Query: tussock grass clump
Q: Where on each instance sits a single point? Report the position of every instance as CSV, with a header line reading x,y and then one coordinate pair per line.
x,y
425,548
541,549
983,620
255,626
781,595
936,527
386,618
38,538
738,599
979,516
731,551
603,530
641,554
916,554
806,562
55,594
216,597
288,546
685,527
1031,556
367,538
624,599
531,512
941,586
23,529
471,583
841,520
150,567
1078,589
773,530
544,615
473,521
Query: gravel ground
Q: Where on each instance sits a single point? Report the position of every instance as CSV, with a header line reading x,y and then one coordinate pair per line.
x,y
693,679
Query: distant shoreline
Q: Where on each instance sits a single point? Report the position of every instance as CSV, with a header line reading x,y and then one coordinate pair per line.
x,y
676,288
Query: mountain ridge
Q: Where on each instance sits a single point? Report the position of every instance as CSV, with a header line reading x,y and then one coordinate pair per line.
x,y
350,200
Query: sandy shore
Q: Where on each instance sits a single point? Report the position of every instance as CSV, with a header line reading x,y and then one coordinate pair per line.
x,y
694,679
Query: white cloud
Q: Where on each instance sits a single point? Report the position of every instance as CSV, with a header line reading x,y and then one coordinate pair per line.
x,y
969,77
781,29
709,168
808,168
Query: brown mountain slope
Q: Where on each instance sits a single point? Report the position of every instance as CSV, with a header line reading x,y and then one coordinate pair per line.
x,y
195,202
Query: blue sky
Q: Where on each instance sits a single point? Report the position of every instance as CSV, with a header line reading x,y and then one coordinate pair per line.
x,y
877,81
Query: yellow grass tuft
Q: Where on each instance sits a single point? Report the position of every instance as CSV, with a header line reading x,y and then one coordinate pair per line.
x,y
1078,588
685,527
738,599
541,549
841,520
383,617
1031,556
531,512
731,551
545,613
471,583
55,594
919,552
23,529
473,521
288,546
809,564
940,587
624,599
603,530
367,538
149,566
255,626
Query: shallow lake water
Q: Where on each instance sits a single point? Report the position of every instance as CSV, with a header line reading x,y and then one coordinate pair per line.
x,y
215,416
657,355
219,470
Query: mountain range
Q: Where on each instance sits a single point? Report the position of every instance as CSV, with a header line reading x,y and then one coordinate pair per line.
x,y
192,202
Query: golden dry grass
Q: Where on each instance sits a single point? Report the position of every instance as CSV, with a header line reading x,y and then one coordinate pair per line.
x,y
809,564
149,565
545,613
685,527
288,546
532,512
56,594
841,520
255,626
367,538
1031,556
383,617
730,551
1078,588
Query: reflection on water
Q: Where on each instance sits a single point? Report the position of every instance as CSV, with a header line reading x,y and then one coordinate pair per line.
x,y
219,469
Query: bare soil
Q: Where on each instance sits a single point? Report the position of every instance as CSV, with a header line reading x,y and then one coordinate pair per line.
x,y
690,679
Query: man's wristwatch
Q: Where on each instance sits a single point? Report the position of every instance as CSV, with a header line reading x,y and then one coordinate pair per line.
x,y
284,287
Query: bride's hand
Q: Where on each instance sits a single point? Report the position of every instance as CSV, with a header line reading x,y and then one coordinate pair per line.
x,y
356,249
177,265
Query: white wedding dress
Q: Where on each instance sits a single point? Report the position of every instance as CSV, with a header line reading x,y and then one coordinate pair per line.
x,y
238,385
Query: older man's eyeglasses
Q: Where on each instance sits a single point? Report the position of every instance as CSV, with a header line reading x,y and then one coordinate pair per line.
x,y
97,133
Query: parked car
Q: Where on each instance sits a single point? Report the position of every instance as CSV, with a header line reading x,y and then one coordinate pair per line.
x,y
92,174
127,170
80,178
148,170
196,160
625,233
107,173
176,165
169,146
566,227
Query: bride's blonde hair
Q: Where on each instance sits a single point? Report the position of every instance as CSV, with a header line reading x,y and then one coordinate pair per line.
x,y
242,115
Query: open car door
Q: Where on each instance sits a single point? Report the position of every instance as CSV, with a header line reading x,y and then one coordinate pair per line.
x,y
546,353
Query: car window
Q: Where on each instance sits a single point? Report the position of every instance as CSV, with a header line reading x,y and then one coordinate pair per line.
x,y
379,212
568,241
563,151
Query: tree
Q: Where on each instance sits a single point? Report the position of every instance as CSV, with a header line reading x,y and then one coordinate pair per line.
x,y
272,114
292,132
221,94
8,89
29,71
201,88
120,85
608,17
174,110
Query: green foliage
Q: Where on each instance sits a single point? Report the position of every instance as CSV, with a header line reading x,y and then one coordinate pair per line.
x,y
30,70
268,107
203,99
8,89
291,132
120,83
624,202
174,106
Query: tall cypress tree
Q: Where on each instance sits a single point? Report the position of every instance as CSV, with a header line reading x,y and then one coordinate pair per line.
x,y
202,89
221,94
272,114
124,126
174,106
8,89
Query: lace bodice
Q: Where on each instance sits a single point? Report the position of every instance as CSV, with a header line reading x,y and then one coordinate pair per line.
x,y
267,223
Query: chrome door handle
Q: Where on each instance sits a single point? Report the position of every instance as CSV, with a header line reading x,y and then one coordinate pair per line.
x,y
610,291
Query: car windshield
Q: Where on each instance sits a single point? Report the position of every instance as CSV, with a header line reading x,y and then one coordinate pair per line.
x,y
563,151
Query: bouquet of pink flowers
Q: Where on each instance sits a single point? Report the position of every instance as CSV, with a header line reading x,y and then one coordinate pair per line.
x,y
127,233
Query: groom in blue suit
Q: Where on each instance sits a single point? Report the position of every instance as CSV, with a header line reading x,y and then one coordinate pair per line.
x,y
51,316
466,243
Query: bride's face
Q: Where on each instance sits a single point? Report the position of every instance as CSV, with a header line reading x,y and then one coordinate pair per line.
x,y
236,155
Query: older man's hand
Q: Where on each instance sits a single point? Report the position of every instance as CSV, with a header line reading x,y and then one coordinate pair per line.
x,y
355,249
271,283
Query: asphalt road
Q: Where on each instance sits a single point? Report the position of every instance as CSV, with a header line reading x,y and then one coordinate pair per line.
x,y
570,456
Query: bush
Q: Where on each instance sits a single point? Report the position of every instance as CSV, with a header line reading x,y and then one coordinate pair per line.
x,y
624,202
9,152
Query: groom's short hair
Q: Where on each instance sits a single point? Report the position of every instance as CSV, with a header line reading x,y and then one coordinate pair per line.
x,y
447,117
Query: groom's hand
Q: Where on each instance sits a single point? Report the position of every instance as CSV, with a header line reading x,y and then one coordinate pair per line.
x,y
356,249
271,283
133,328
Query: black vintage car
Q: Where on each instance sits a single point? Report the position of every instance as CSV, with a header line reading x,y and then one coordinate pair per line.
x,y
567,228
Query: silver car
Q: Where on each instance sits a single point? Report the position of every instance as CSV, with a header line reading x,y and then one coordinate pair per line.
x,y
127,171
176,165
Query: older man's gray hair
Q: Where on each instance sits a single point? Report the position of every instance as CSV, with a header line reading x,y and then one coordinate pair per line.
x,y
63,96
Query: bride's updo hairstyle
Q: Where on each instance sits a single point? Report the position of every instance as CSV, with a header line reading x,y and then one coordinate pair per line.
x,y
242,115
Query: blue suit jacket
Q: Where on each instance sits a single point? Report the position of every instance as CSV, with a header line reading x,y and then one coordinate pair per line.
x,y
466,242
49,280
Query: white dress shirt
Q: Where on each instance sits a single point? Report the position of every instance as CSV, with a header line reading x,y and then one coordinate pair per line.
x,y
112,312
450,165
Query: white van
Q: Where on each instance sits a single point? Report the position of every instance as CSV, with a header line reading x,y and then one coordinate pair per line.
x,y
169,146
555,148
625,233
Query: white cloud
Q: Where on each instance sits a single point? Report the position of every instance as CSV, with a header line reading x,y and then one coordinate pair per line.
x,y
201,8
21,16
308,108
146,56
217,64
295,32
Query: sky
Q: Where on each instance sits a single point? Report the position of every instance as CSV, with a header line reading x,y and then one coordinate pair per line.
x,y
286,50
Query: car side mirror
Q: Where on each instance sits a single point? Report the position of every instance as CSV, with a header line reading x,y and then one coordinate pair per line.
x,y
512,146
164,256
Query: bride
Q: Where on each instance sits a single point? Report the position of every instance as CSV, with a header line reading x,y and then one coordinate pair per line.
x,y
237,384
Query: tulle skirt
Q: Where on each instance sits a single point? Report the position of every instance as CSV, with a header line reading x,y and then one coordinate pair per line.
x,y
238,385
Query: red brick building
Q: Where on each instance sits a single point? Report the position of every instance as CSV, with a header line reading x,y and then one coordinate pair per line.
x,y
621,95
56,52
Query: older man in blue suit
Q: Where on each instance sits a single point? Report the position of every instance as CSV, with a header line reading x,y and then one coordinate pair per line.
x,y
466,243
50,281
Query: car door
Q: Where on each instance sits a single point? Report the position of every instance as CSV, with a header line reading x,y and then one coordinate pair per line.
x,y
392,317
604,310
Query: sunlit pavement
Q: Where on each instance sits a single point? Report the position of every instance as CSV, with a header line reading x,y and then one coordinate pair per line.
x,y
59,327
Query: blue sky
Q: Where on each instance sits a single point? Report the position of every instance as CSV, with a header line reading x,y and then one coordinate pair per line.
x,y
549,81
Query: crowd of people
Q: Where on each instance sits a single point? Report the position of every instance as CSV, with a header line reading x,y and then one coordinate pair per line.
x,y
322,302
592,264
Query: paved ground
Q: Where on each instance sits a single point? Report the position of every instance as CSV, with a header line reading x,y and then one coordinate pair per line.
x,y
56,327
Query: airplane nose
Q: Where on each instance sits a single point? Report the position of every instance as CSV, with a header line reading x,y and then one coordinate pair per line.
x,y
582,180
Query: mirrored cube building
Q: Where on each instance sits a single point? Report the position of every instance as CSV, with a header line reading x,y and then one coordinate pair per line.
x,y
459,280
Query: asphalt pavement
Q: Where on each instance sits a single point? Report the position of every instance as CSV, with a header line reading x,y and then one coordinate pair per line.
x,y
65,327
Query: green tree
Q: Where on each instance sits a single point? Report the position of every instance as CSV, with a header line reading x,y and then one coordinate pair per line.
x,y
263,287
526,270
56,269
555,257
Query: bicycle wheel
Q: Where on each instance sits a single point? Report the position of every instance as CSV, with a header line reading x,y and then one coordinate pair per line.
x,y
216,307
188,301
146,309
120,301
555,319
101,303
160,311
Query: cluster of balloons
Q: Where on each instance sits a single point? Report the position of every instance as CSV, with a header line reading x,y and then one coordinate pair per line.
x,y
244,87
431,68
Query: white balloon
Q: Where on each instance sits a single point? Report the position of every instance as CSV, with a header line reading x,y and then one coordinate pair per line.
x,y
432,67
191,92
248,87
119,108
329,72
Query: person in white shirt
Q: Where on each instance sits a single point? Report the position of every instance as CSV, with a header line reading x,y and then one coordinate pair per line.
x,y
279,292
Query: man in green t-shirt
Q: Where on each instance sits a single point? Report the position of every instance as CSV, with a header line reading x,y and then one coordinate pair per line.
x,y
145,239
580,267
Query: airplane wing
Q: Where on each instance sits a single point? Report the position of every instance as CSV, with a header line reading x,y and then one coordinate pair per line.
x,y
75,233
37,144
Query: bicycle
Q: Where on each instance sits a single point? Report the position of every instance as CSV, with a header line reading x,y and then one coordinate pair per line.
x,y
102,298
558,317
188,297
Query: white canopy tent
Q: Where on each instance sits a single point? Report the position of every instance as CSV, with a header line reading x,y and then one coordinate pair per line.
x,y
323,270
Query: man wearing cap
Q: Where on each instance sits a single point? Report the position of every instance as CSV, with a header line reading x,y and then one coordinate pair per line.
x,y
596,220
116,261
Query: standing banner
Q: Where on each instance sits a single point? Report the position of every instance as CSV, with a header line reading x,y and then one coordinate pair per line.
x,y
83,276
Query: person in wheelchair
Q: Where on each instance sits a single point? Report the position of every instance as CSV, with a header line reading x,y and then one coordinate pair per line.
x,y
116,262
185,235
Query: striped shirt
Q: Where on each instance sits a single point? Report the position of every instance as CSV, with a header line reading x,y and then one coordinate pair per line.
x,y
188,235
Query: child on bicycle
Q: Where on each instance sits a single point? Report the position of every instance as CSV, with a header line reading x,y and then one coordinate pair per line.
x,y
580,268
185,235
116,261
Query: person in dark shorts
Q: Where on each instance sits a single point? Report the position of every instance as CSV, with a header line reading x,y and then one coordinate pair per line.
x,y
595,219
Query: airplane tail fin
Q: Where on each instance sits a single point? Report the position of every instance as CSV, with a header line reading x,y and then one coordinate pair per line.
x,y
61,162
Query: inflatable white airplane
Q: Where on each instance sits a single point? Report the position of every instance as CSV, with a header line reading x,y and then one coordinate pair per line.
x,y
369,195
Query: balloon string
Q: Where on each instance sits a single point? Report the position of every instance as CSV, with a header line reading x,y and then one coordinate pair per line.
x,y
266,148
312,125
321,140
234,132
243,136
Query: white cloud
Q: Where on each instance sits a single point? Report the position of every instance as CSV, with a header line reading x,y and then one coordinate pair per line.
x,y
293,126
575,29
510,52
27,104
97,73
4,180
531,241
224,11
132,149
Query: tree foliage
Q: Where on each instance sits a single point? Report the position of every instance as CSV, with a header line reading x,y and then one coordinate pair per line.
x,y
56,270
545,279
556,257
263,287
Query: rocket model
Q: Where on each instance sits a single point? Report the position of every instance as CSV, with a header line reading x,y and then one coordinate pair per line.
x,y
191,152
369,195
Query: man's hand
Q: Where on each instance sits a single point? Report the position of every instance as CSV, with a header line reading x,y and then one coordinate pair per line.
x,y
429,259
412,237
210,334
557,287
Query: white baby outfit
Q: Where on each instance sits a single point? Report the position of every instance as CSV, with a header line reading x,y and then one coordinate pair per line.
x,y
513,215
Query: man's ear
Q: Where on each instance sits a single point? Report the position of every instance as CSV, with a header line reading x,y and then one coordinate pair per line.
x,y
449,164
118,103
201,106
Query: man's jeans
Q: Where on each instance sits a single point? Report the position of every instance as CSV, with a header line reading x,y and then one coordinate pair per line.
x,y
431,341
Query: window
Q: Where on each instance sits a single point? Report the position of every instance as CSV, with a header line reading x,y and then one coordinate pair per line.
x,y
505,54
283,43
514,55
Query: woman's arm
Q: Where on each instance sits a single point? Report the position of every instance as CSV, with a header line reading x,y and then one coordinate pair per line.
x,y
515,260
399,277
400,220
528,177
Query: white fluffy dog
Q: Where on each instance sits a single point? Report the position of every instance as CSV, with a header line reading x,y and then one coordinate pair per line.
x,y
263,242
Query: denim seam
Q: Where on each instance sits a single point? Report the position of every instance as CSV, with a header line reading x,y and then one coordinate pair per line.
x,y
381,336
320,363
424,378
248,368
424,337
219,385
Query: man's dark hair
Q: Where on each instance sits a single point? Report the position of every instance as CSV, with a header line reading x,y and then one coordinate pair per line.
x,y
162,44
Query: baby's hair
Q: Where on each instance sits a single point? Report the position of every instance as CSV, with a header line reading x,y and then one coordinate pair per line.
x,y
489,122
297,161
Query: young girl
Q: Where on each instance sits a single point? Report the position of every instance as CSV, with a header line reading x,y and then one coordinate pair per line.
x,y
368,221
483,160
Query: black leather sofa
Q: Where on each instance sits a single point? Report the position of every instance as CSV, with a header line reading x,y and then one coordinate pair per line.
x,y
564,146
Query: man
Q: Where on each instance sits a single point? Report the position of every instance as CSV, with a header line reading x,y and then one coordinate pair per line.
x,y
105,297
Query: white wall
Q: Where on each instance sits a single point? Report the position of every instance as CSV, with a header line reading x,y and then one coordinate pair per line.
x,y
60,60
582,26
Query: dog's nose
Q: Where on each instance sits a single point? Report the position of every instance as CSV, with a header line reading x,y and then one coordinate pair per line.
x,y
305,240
------------------------------------------------------------
## Assignment
Reproduce word for word the material above, beginning with the line that contains "Query: older man's gray hair" and ending with the line that contains "Query: bride's updo hairstyle".

## Reply
Query: older man's gray hair
Q: Where on each instance sits a single point? Report the position of every instance as CSV, with a header line reading x,y and then one coordinate pair per line.
x,y
63,96
Query: bride's updo hairstyle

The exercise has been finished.